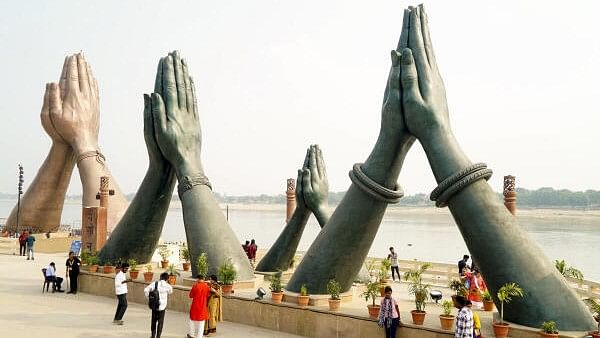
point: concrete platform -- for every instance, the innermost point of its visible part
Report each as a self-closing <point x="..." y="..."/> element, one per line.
<point x="26" y="312"/>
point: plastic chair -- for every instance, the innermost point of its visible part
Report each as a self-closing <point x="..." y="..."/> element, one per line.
<point x="47" y="281"/>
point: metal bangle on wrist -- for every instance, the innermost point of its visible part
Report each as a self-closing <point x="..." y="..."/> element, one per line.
<point x="457" y="182"/>
<point x="188" y="182"/>
<point x="372" y="188"/>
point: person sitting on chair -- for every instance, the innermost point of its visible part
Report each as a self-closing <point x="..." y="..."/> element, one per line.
<point x="51" y="275"/>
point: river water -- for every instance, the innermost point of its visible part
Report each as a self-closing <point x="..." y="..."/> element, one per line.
<point x="429" y="235"/>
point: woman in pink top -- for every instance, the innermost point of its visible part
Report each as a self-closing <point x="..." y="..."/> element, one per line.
<point x="389" y="314"/>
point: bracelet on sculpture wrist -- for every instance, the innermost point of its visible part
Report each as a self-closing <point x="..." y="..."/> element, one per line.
<point x="93" y="153"/>
<point x="372" y="188"/>
<point x="457" y="182"/>
<point x="188" y="182"/>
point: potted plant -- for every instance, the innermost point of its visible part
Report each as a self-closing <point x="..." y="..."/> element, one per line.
<point x="148" y="275"/>
<point x="276" y="288"/>
<point x="594" y="305"/>
<point x="185" y="256"/>
<point x="505" y="294"/>
<point x="418" y="289"/>
<point x="303" y="298"/>
<point x="173" y="273"/>
<point x="446" y="318"/>
<point x="164" y="253"/>
<point x="202" y="265"/>
<point x="334" y="289"/>
<point x="488" y="302"/>
<point x="549" y="329"/>
<point x="107" y="267"/>
<point x="133" y="271"/>
<point x="93" y="262"/>
<point x="371" y="293"/>
<point x="227" y="275"/>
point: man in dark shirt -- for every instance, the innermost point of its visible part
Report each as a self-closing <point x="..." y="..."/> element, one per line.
<point x="462" y="264"/>
<point x="73" y="264"/>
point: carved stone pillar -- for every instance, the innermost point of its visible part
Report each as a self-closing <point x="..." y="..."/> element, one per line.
<point x="510" y="195"/>
<point x="291" y="198"/>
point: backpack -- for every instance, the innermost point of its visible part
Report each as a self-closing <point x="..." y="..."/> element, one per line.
<point x="154" y="298"/>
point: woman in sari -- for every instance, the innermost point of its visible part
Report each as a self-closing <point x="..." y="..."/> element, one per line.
<point x="215" y="312"/>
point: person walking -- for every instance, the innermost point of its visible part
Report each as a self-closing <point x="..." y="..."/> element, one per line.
<point x="215" y="312"/>
<point x="389" y="315"/>
<point x="464" y="318"/>
<point x="30" y="241"/>
<point x="198" y="309"/>
<point x="393" y="258"/>
<point x="121" y="292"/>
<point x="158" y="315"/>
<point x="22" y="243"/>
<point x="73" y="263"/>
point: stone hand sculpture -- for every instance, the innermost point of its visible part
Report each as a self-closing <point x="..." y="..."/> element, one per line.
<point x="75" y="116"/>
<point x="504" y="251"/>
<point x="176" y="127"/>
<point x="139" y="230"/>
<point x="41" y="206"/>
<point x="312" y="190"/>
<point x="343" y="244"/>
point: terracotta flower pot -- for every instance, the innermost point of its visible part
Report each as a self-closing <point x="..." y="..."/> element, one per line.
<point x="334" y="304"/>
<point x="227" y="289"/>
<point x="373" y="310"/>
<point x="447" y="322"/>
<point x="418" y="317"/>
<point x="303" y="300"/>
<point x="276" y="297"/>
<point x="172" y="279"/>
<point x="501" y="330"/>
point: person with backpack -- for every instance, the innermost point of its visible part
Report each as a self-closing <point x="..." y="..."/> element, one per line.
<point x="157" y="294"/>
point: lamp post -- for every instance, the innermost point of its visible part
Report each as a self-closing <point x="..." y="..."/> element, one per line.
<point x="19" y="197"/>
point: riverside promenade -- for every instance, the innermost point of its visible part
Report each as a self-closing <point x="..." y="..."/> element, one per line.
<point x="26" y="312"/>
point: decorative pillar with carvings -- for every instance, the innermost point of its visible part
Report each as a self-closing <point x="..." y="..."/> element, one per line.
<point x="510" y="195"/>
<point x="291" y="198"/>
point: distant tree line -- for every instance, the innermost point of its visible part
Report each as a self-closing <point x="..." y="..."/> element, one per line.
<point x="540" y="198"/>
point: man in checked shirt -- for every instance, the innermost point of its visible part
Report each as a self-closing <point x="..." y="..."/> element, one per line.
<point x="464" y="319"/>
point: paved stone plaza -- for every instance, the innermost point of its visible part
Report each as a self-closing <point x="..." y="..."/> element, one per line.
<point x="27" y="312"/>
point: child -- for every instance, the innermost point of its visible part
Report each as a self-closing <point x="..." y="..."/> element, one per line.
<point x="389" y="315"/>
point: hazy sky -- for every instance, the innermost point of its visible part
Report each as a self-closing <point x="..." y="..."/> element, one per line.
<point x="275" y="76"/>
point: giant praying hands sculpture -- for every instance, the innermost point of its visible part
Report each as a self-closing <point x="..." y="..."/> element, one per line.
<point x="70" y="116"/>
<point x="504" y="251"/>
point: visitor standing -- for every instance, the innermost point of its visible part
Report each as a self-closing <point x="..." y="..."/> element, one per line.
<point x="215" y="312"/>
<point x="51" y="275"/>
<point x="393" y="258"/>
<point x="462" y="264"/>
<point x="252" y="251"/>
<point x="198" y="310"/>
<point x="30" y="242"/>
<point x="73" y="264"/>
<point x="22" y="243"/>
<point x="158" y="315"/>
<point x="464" y="318"/>
<point x="121" y="292"/>
<point x="389" y="314"/>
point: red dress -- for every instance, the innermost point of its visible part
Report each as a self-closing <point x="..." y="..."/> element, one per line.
<point x="199" y="294"/>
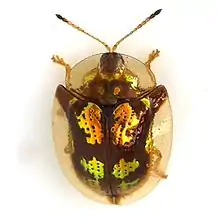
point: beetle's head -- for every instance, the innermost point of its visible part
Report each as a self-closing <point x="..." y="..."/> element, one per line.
<point x="111" y="65"/>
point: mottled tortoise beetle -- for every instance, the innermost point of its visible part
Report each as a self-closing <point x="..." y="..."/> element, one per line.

----

Transcribe every line in the entries above, taking out only the images.

point: concrete platform -- for every instance, the innermost point of its visible part
Report each as a self-closing <point x="..." y="..."/> element, one per line.
<point x="26" y="312"/>
point: plastic chair -- for every instance, the innermost point of its visible part
Report each as a self-closing <point x="..." y="..."/> element, one per line.
<point x="47" y="281"/>
point: metal bangle on wrist -- for every instance, the innermost point of its visible part
Report each as a self-closing <point x="..." y="..."/> element, one per line.
<point x="457" y="182"/>
<point x="188" y="182"/>
<point x="372" y="188"/>
point: person sitting on chair -- for every instance, the innermost point of its visible part
Report each as a self-closing <point x="..." y="..."/> element, one per line.
<point x="51" y="275"/>
point: river water -- for every instance, the innermost point of its visible part
Report each as a self-closing <point x="..." y="..."/> element, one per line.
<point x="429" y="235"/>
point: woman in pink top -- for every instance, the innermost point of its visible part
Report each as a self-closing <point x="..." y="..."/> element, one per line.
<point x="389" y="314"/>
point: bracelet on sculpture wrist -- for every instance, the innermost point of its visible part
Report each as a self-closing <point x="..." y="..."/> element, one per line.
<point x="93" y="153"/>
<point x="372" y="188"/>
<point x="457" y="182"/>
<point x="188" y="182"/>
point: potted plant -- for every instance, the innermost point of its visible part
Report each as a self-closing <point x="..." y="..."/> element, one per line.
<point x="148" y="275"/>
<point x="276" y="288"/>
<point x="594" y="305"/>
<point x="185" y="256"/>
<point x="505" y="294"/>
<point x="418" y="289"/>
<point x="303" y="298"/>
<point x="173" y="273"/>
<point x="446" y="318"/>
<point x="164" y="253"/>
<point x="202" y="265"/>
<point x="334" y="289"/>
<point x="488" y="302"/>
<point x="549" y="329"/>
<point x="107" y="267"/>
<point x="133" y="271"/>
<point x="93" y="262"/>
<point x="371" y="293"/>
<point x="227" y="275"/>
point: man in dark shirt -- for every instance, the innermost point of its visible part
Report each as a self-closing <point x="..." y="..."/> element, one per line.
<point x="462" y="264"/>
<point x="73" y="264"/>
point: carved stone pillar -- for every instance, the innermost point of its visible part
Report each as a self-closing <point x="..." y="..."/> element, one per line.
<point x="510" y="195"/>
<point x="291" y="198"/>
point: backpack -- for every instance, the innermost point of its visible part
Report each as a self-closing <point x="..." y="..."/> element, one per line.
<point x="154" y="298"/>
point: woman in sari -- for every instance, the innermost point of its visible part
Report each as a self-closing <point x="..." y="..."/> element, one per line.
<point x="215" y="312"/>
point: person walking -- for every instance, the innermost point of its visible part
Report each as a self-closing <point x="..." y="..."/> element, one per line.
<point x="215" y="312"/>
<point x="389" y="315"/>
<point x="464" y="318"/>
<point x="30" y="241"/>
<point x="198" y="309"/>
<point x="393" y="258"/>
<point x="121" y="292"/>
<point x="158" y="315"/>
<point x="22" y="243"/>
<point x="73" y="263"/>
point: stone hand sculpture -- for every instance, the innermost point of its visible part
Report each as a self-closing <point x="..." y="..."/> element, one per line.
<point x="75" y="116"/>
<point x="504" y="251"/>
<point x="176" y="127"/>
<point x="139" y="230"/>
<point x="41" y="206"/>
<point x="312" y="190"/>
<point x="343" y="244"/>
point: terracotta flower pot -- for every instance, the innermost point of its visible part
Report each as a self-closing <point x="..." y="..."/> element, one per line.
<point x="334" y="304"/>
<point x="227" y="289"/>
<point x="373" y="310"/>
<point x="447" y="322"/>
<point x="418" y="317"/>
<point x="303" y="300"/>
<point x="276" y="297"/>
<point x="172" y="279"/>
<point x="501" y="330"/>
point: person with backpack -- for every instance, the innermost point of its visible part
Report each as a self-closing <point x="..." y="..."/> element, one per line.
<point x="157" y="294"/>
point: lamp post -- for every instance, the innermost point of its visible part
Report each as a self-closing <point x="..." y="..."/> element, one per line.
<point x="19" y="197"/>
point: riverside promenade -- for every instance, the innermost point of its visible part
Report each as a self-closing <point x="..." y="..."/> element, one per line.
<point x="26" y="312"/>
point: decorative pillar with carvings -- for every instance, the innermost point of its visible part
Report each as a self-closing <point x="..." y="..."/> element, one per line.
<point x="510" y="195"/>
<point x="291" y="198"/>
point: distant tree line -- for every instance, the innermost point of its visible part
Report each as a self-closing <point x="..." y="..."/> element, one per line.
<point x="540" y="198"/>
point: man in checked shirt -- for every instance, the innermost point of its visible part
Report each as a self-closing <point x="..." y="..."/> element, one per line.
<point x="464" y="319"/>
point: paved stone plaza -- for every instance, the innermost point of its visible part
Report each as a self-closing <point x="..." y="..."/> element, one per line.
<point x="27" y="312"/>
point: child -- for every instance, the innermost point of its visible part
Report each as a self-closing <point x="..." y="..."/> element, one per line.
<point x="389" y="315"/>
point: hazy sky -- for every instance, the innermost point of its visible part
Report each as a self-closing <point x="..." y="..."/> element, one per line.
<point x="275" y="76"/>
point: giant praying hands sculpture -- for every instance, the innermost point of its visible part
Report each as a self-closing <point x="..." y="..."/> element, one per line.
<point x="70" y="116"/>
<point x="504" y="251"/>
point: visitor standing -- for every instance, the innermost point of its visible part
Report each as a self-closing <point x="..." y="..."/> element, one per line.
<point x="215" y="312"/>
<point x="51" y="275"/>
<point x="393" y="258"/>
<point x="462" y="264"/>
<point x="252" y="251"/>
<point x="198" y="310"/>
<point x="30" y="242"/>
<point x="73" y="264"/>
<point x="22" y="243"/>
<point x="158" y="315"/>
<point x="464" y="318"/>
<point x="121" y="292"/>
<point x="389" y="314"/>
point: red dress -- for every instance, the innermost point of its visible part
Report each as a self-closing <point x="..." y="..."/> element, one per line.
<point x="199" y="294"/>
point: beetle's head -- for every instance, the innermost point of its visible part
Report each as a self-closing <point x="..." y="..."/> element, one per line.
<point x="111" y="65"/>
point: mottled tortoise beetle -- for every instance, the innermost point of its visible part
Report each as a self-closing <point x="..." y="..."/> element, one per line.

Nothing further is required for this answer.